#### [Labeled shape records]
###
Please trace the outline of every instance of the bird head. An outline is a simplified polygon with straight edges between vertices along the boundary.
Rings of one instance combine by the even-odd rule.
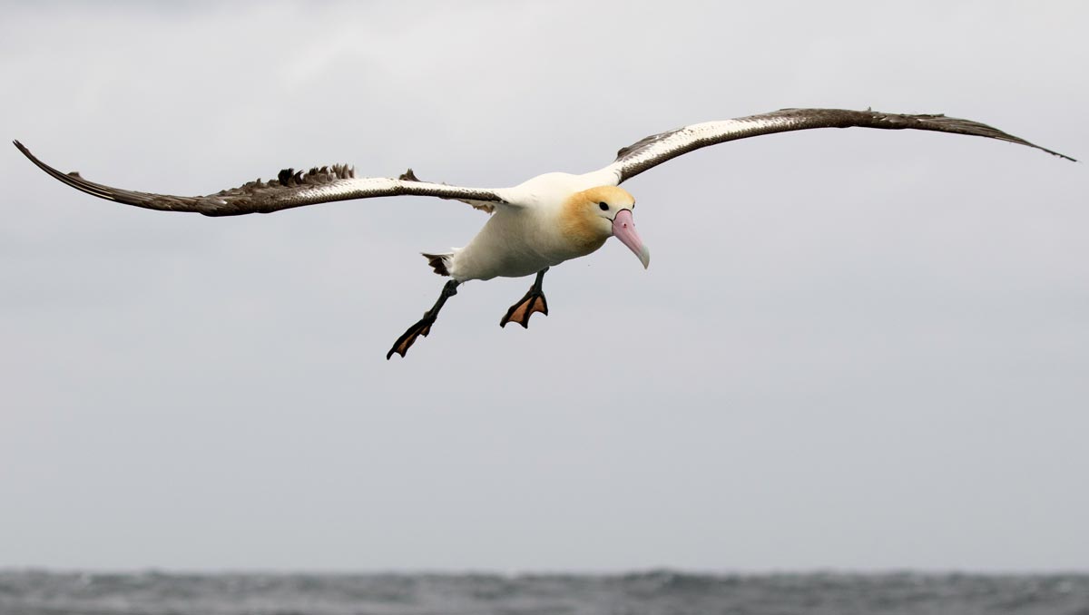
[[[639,257],[646,269],[650,266],[650,250],[635,231],[633,209],[635,197],[616,186],[597,186],[575,193],[566,204],[564,232],[590,248],[587,254],[614,236]]]

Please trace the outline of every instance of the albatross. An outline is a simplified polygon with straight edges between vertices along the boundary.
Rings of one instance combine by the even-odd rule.
[[[389,196],[430,196],[466,202],[491,214],[463,248],[424,254],[439,275],[449,276],[438,300],[409,327],[387,353],[405,356],[419,336],[427,336],[446,300],[469,280],[536,275],[529,291],[500,320],[529,327],[529,317],[548,315],[542,281],[550,267],[587,256],[609,237],[627,246],[644,268],[650,250],[635,230],[635,197],[620,187],[627,180],[683,153],[731,140],[809,128],[865,128],[937,131],[975,135],[1068,156],[1033,145],[998,128],[943,114],[901,114],[844,109],[782,109],[733,120],[690,124],[650,135],[622,148],[608,165],[589,173],[544,173],[517,186],[469,188],[420,181],[412,169],[399,177],[357,177],[346,164],[284,169],[276,180],[256,180],[207,196],[184,197],[113,188],[89,182],[78,173],[62,173],[38,160],[14,142],[32,162],[57,180],[89,195],[147,209],[189,211],[205,216],[271,213],[304,205]]]

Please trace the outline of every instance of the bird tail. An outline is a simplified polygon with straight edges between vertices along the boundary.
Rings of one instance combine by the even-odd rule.
[[[427,263],[435,269],[435,272],[439,275],[450,275],[450,266],[454,254],[424,254],[424,258],[427,259]]]

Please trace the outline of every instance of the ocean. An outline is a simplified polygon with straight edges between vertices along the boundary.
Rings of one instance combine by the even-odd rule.
[[[1089,615],[1089,575],[0,570],[0,615]]]

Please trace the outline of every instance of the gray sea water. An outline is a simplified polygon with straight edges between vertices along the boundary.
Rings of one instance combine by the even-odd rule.
[[[2,615],[1089,615],[1089,575],[0,571]]]

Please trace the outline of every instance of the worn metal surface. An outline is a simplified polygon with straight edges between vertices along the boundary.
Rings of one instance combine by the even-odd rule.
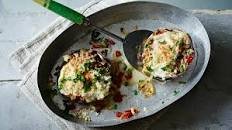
###
#### [EXERCISE INSTRUCTIONS]
Reproduce all of the items above word for word, omitting the pictures.

#### [EXPECTED ANSWER]
Please trace the outline of every instance of the bird head. An outline is a simplified polygon with straight edges between vertices along the boundary.
Rings of one instance combine by the even-odd rule.
[[[639,257],[646,269],[650,266],[650,250],[635,231],[633,209],[635,197],[616,186],[597,186],[575,193],[566,204],[564,232],[590,248],[587,254],[614,236]]]

Please trace the outline of every instance of the albatross. An outline is a simplified polygon with straight edges between vertices along the boundary.
Rings of one instance combine by the even-odd rule.
[[[389,196],[430,196],[466,202],[491,214],[463,248],[424,254],[439,275],[449,276],[438,300],[409,327],[387,353],[405,356],[419,336],[427,336],[446,300],[469,280],[536,275],[529,291],[500,320],[529,327],[529,317],[548,315],[542,281],[550,267],[587,256],[609,237],[627,246],[644,268],[650,250],[635,230],[635,197],[620,187],[627,180],[683,153],[731,140],[809,128],[865,128],[937,131],[975,135],[1068,156],[1033,145],[998,128],[943,114],[901,114],[844,109],[782,109],[733,120],[690,124],[650,135],[622,148],[608,165],[589,173],[544,173],[517,186],[469,188],[420,181],[412,169],[399,177],[357,177],[346,164],[284,169],[276,180],[256,180],[207,196],[184,197],[113,188],[89,182],[78,173],[62,173],[38,160],[14,142],[32,162],[57,180],[89,195],[147,209],[189,211],[205,216],[271,213],[304,205]]]

Please trace the outline of every instance of the bird tail. An outline is a simplified polygon with straight edges between vertices along the boundary.
Rings of one instance combine by the even-odd rule.
[[[427,263],[435,269],[435,272],[439,275],[450,275],[450,266],[454,254],[424,254],[424,258],[427,259]]]

Please trace the outline of every instance of the ocean. An outline is a simplified polygon with straight edges between vertices along the boundary.
Rings of one instance combine by the even-odd rule.
[[[1089,615],[1089,575],[0,570],[0,615]]]

Please trace the outline of every instance of the gray sea water. An outline is a simplified polygon with straight edges between vertices along the boundary.
Rings of one instance combine by the even-odd rule.
[[[2,615],[1089,615],[1089,575],[0,571]]]

Please trace the outline of every instance of the worn metal surface. An outline is a simplified polygon with straight edges between vertices along the boundary.
Rings of one instance combine by the even-odd rule.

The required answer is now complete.